--- Records from a data source ---
^^^^^^^^^^^^^^^^

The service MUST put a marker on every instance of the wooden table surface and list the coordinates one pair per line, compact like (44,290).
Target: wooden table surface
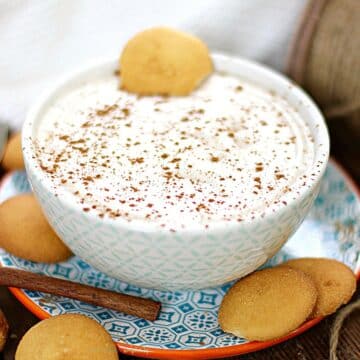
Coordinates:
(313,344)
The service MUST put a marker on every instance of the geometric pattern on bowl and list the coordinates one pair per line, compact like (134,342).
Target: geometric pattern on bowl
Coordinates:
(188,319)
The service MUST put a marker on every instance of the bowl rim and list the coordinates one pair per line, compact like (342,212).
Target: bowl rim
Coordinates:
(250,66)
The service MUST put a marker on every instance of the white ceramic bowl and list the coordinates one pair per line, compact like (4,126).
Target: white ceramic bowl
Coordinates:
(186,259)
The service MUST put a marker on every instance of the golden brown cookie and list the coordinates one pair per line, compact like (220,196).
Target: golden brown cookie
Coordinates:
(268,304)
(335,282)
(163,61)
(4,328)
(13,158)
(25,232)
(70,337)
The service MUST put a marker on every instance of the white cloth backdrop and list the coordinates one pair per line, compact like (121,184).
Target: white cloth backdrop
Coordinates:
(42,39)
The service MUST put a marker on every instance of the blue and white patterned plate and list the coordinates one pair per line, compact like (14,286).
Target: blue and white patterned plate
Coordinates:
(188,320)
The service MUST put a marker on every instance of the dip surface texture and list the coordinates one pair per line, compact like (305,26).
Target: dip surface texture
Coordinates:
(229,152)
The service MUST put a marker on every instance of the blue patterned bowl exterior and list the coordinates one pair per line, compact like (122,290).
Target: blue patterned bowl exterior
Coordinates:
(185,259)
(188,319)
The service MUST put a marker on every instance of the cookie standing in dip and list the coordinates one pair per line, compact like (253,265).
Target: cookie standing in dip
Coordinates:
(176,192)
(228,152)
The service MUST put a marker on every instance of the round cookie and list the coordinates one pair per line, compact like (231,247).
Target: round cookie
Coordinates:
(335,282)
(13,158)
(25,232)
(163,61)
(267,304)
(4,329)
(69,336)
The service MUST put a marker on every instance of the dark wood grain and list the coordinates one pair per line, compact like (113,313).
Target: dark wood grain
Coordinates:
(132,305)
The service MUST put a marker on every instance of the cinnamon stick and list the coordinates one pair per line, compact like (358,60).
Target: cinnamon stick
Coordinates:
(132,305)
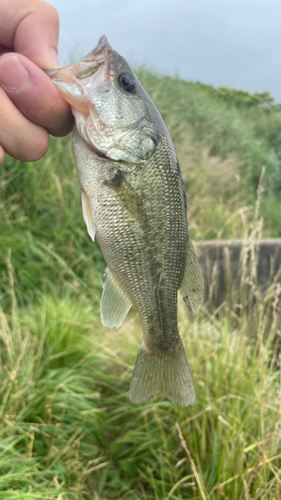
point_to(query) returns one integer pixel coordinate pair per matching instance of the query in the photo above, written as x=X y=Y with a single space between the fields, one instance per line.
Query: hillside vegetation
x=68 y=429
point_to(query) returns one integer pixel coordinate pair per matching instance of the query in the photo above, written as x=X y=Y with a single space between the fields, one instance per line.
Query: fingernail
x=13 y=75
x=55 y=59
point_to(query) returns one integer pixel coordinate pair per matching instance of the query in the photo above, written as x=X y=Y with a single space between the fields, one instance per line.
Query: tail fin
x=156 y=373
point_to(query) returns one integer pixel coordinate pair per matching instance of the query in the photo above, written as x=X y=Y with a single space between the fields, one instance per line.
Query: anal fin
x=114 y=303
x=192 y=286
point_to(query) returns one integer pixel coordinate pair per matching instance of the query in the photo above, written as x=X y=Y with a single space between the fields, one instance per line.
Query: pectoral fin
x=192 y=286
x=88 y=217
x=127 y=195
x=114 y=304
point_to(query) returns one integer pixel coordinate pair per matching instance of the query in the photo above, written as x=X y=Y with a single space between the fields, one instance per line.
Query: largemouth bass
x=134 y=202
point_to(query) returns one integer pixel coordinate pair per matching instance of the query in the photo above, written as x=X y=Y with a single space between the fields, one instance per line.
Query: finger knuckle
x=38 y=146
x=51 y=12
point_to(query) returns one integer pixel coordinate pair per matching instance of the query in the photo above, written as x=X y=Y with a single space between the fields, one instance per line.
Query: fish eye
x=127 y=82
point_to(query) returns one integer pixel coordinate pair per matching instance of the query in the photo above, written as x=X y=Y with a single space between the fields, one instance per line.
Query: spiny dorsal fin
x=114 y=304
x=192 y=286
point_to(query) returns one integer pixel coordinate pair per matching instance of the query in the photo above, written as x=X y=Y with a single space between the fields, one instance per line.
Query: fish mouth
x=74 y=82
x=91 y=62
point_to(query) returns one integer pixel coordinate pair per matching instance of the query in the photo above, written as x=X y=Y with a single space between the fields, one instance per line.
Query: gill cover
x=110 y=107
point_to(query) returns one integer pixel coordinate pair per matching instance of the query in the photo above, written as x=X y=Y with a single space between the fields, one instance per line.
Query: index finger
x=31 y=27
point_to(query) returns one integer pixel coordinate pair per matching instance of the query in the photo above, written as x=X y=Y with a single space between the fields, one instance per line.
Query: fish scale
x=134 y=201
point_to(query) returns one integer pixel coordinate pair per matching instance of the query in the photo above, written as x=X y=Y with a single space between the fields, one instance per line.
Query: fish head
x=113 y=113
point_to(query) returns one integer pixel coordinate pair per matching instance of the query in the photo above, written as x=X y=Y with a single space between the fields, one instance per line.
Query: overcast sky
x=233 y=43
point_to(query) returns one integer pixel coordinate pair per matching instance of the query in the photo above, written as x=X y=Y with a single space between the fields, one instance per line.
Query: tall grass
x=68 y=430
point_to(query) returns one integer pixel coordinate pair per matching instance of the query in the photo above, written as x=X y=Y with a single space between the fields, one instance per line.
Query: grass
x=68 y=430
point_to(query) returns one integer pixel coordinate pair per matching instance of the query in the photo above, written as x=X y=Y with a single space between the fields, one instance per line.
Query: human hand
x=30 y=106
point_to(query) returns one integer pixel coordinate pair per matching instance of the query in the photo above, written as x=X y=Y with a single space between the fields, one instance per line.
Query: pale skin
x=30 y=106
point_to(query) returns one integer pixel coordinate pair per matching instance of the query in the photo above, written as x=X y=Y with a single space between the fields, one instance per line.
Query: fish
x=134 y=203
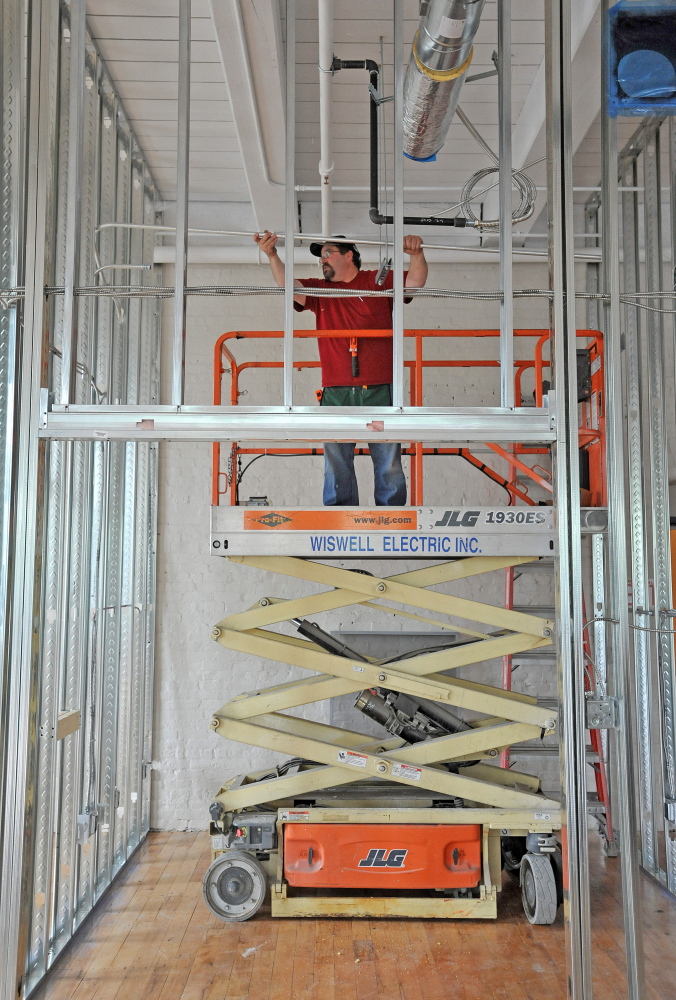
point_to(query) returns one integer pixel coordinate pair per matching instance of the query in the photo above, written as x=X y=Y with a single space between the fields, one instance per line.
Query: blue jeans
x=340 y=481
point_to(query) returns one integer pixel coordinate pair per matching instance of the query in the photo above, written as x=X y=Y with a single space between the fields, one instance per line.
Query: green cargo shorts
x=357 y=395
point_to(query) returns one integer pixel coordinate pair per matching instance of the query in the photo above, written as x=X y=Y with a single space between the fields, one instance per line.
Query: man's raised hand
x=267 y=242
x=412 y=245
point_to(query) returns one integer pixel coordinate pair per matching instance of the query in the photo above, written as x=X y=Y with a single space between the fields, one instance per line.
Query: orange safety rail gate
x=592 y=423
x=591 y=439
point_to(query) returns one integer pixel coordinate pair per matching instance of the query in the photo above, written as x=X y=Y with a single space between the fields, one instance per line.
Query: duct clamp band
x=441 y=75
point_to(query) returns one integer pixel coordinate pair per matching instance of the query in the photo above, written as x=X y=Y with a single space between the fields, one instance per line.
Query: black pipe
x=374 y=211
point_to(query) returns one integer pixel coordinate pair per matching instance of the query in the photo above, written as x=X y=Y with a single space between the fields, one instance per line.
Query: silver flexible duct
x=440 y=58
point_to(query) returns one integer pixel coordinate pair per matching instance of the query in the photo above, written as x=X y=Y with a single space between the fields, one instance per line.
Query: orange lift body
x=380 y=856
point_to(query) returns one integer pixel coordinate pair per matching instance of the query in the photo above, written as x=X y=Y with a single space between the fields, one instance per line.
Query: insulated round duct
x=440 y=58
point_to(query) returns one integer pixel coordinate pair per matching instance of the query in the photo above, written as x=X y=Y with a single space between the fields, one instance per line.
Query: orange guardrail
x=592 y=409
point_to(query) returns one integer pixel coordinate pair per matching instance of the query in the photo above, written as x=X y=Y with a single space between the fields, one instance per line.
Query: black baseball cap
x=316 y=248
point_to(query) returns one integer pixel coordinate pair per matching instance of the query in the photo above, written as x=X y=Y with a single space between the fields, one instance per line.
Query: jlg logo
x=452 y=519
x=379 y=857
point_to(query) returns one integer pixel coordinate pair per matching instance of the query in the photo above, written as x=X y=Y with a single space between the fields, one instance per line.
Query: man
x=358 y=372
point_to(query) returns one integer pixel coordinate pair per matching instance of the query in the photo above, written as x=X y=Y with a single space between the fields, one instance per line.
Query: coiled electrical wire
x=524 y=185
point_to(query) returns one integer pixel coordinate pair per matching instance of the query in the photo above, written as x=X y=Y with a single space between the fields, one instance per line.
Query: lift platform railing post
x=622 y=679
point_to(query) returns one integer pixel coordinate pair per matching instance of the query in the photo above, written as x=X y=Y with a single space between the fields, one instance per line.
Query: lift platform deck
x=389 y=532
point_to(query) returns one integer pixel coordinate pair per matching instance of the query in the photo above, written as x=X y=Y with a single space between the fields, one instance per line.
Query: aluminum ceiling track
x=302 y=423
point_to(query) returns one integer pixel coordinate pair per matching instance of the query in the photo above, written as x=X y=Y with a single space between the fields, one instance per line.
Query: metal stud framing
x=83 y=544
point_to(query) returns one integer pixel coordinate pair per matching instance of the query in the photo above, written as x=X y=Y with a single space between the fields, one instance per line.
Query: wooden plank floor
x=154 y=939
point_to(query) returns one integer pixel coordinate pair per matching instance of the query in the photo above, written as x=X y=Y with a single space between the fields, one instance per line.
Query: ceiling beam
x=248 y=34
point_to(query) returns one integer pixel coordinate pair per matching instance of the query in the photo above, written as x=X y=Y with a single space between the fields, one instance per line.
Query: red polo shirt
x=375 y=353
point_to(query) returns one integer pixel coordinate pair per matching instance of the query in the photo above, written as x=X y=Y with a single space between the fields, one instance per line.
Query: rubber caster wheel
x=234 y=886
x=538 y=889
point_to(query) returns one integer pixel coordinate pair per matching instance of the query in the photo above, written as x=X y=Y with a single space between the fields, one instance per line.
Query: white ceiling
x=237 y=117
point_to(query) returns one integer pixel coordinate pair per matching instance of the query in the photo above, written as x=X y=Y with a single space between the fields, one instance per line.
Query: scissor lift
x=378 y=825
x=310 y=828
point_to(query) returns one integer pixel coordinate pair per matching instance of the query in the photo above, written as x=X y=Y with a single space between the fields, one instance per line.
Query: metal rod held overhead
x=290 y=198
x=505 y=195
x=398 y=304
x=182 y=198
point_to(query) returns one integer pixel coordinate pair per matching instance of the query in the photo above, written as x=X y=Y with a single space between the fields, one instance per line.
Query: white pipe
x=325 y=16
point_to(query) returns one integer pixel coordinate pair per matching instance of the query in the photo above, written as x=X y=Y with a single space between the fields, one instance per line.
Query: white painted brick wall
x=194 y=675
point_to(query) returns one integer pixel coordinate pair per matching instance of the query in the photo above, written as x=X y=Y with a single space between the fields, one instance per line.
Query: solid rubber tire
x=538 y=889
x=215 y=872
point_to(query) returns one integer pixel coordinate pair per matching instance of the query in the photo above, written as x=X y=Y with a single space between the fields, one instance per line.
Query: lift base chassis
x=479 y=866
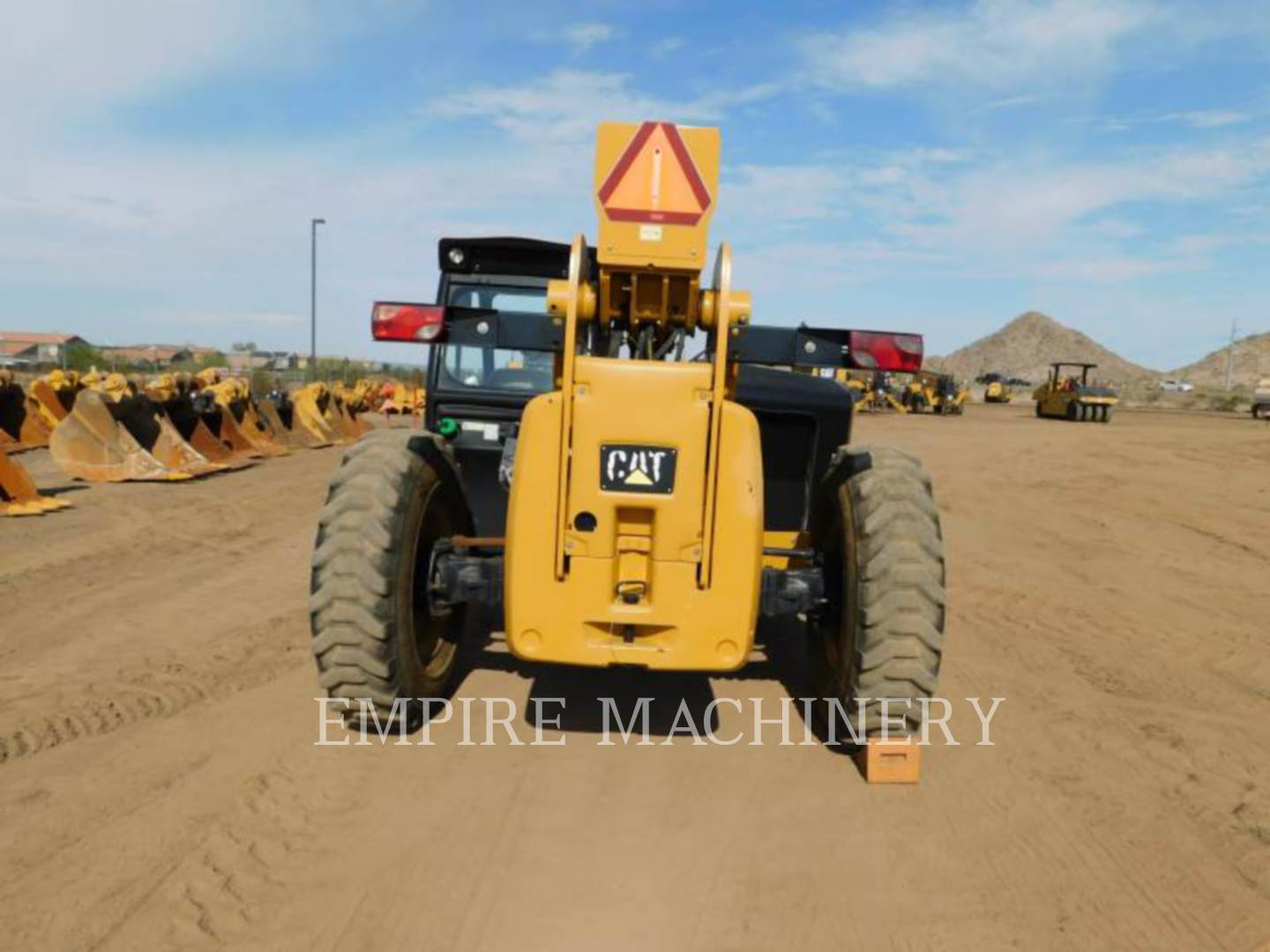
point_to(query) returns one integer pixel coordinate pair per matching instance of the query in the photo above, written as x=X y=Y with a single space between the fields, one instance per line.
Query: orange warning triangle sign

^^^^^^^^^^^^^^^^

--- Aim ---
Pull out every line of the items above that contains the word "brown", matching case exactly.

--- Result ---
The service MUST put a marker on every instance of the golden brown cookie and list the coordinates one pair per line, compact like (220,196).
Target: golden brown cookie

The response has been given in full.